Cara pembayaran Pajak adalah wajib pajak membayar pajak yang terutang dengan tidak mendasarkan pada adanya surat ketetapan pajak. Pajak terutang dibayar ke kas Negara melalui Kantor Pos/ Bank BUMD/BUMN atau tempat pembayaran lain yang ditunjuk oleh Menteri dengan Surat Setoran Bea Perolehan Hak Atas Tanah dan Bangunan (SSB)
CARA PENGHITUNGAN, PEMBAYARAN, PENETAPAN, DAN PENAGIHAN BPHTB
I. Cara Penghitungan BPHTB
Besarnya BPHTB terutang adalah Nilai Perolehan Objek PAjak )NPOP) dikurangi Nilai Perolehan Objek Pajak Tidak Kene Pajak (NPOPTKP) dikalikan tariff 5% (lima persen)
Secara matematis adalah :
BPHTB = 5% x (NPOP-NPOPTKP)
Contoh :
1. Pada tanggal 6 Januari 2006, Tuan “S” membeli tanah yang terletak di Kabupaten “XX” dengan harga Rp. 50.000.000,-. NJOP PBB tahun 2006 Rp. 40.000.000,-. Mengingat NJOP lebih kecil dari harga transaksi, maka NPOP-nya sebesar Rp. 50.000.000,- Nilai Perolehan Objek Pajak Tidak Kena Pajak (NPOPTKP) untuk perolehan hak selain karena waris, atau hibah wasiat yang diterima orang pribadi yang masih dalam hubungan keluarga sedarah dalam garis keturunan lurus satu derajat ke bawah dengan pemberi hibah wasiat, termasuk suami/istri, untuk Kabupaten “XX” ditetapkan sebesar Rp. 60.000.000,- Mengingat NPOP lebih kecil dibandingkan NPOPTKP, maka perolehan hak tersebut tidak terutang Bea Perolehan Hak atas Tanah dan Bangunan.

------

INSTRUKSI TERTULIS 1 >> Menurut teks tentang BPHTB, berapa tarif yang dikalikan dengan selisih NPOP dan NPOPTKP untuk menghitung BPHTB terutang?
INSTRUKSI TERTULIS 2 >> Teruskan teks tentang BPHTB mulai setelah kalimat terakhirnya.
Daftar berikut tidak berkaitan dengan teks tentang BPHTB.

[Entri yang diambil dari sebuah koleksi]
------

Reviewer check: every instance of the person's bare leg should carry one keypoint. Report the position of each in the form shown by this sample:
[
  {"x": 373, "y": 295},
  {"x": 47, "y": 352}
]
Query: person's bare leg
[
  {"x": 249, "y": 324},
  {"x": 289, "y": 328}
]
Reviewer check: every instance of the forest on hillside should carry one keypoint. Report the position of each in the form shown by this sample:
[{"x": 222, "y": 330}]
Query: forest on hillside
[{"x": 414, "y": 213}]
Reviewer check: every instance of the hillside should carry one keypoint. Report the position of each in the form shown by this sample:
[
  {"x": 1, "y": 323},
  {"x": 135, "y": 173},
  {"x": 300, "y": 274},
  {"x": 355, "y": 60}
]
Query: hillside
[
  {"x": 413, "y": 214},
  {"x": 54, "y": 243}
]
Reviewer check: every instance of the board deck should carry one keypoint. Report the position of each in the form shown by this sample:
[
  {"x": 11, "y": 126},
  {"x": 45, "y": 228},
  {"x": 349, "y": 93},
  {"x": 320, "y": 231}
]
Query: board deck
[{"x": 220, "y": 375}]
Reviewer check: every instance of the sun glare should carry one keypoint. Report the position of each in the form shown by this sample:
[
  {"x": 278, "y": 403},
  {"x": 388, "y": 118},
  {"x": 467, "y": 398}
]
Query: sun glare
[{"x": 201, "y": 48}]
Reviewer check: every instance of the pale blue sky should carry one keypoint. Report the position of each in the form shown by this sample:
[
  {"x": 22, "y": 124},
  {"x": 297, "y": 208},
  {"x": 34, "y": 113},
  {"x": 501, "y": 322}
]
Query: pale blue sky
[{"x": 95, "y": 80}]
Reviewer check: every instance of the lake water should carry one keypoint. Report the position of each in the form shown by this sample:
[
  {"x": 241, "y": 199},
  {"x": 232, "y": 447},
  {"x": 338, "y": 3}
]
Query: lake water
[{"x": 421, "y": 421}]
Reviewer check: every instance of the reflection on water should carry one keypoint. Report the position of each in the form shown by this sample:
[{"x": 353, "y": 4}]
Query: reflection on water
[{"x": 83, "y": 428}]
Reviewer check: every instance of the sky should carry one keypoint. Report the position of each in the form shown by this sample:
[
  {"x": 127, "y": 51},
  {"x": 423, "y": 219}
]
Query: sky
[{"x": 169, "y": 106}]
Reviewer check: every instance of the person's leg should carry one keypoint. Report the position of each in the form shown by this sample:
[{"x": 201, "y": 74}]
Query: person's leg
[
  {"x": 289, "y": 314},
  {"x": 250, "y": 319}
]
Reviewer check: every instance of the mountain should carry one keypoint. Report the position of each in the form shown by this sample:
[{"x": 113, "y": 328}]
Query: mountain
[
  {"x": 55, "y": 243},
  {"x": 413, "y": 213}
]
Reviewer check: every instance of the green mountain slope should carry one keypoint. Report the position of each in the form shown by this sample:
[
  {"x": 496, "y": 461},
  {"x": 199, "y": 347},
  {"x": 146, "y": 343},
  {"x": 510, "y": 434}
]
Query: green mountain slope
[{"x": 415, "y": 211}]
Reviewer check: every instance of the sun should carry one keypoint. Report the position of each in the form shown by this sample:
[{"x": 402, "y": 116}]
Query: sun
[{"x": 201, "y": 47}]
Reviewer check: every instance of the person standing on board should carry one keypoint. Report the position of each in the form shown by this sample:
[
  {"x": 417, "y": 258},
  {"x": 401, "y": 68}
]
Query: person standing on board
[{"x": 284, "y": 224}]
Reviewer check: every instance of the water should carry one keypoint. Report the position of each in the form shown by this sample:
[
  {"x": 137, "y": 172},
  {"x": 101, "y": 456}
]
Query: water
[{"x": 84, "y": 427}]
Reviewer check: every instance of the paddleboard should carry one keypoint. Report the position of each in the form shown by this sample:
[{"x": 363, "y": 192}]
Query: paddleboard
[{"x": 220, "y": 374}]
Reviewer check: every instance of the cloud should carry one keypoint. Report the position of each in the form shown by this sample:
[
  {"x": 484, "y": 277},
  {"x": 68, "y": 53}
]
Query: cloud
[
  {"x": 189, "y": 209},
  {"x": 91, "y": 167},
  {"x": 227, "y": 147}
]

------

JAWABAN LATIHAN 1 >> Tarifnya 5% (lima persen).

JAWABAN LATIHAN 2 >>
BPHTB = 5%x (Rp. 50 juta-Rp. 60 juta)
= 5%x0
= Rp. 0 (nihil)
2. Pada tanggal 7 Januari 2006, Nyonya “D” membeli tanah dan bangunan yang terletak di Kabupaten “XX” dengan harga Rp. 90.000.000,- NJOP PBB tahun 2006 adalah Rp. 100.000.000,-. Seingga besarnya NPOP adalah Rp. 100.000.000,-. NPOPTKP untuk perolehan hak selain karena waris, atau hibah wasiat yang diterima orang pribadi yang masih dlam hubungan keluarga sedarah dalam garis keturunan lurus satu derajat ke atas atau satu derajat ke bawah dengan pemberi hibah wasiat, termasuk suami/istri, untuk Kabupaten “XX” ditetapkan sebesar Rp. 60.000.000,-. Besarnya Nilai Perolehan Objek Pajak Tidak Kena Pajak (NPOPTKP) adalah Rp. 100.000.000,- dikurangi Rp. 60.000.000,- sama dengan Rp. 40.000.000,-, maka perolehan hak tersebut terutang Bea Perolehan Hak Atas Tanah dan Bangunan.
BPHTB = 5% x (Rp. 100 – Rp. 60) juta
= 5% x Rp. 40 juta
= Rp. 2 juta
3. Pada tanggal 28 Juli 2006, Tuan “S” mendaftarkan warisan berupa tanah dan bangunan yang terletak di Kota “BB” dengan NJOP PBB Rp. 250.000.000,-. NPOPTKP untuk perolehan hak karena hibah wasiat yang diterima orang pribadi yang masih dalam hubungan keluarga sedarah dalam garis keturunan lurus satu derajat ke bawah dengan pemberi hibah wasiat, termasuk suami/istri, untuk kota “BB” ditetapkan sebesar Rp. 300.000.000,-. Mengingat NPOP lebih kecil dibandingkan NPOPTKP, maka perolehan hak tersebut tidak terutang Bea Perolehan Hak atas Tanah dan Bangunan.
BPHTB = 50% x 5% x (250. – Rp. 300) juta
= 50% x 5% x (0)
= Rp. 0 (nihil)
II. Pembayaran BPHTB
Sistem pemungutan BPHTB pada prinsipnya menganut system “self assessment”. Artinya Wajib Pajak Wajib Pajak diberi kepercayaan untuk menghitung dan membayar sendiri pajak yang terutang dengan tidak mendasarkan pada adanya surat ketetapan pajak.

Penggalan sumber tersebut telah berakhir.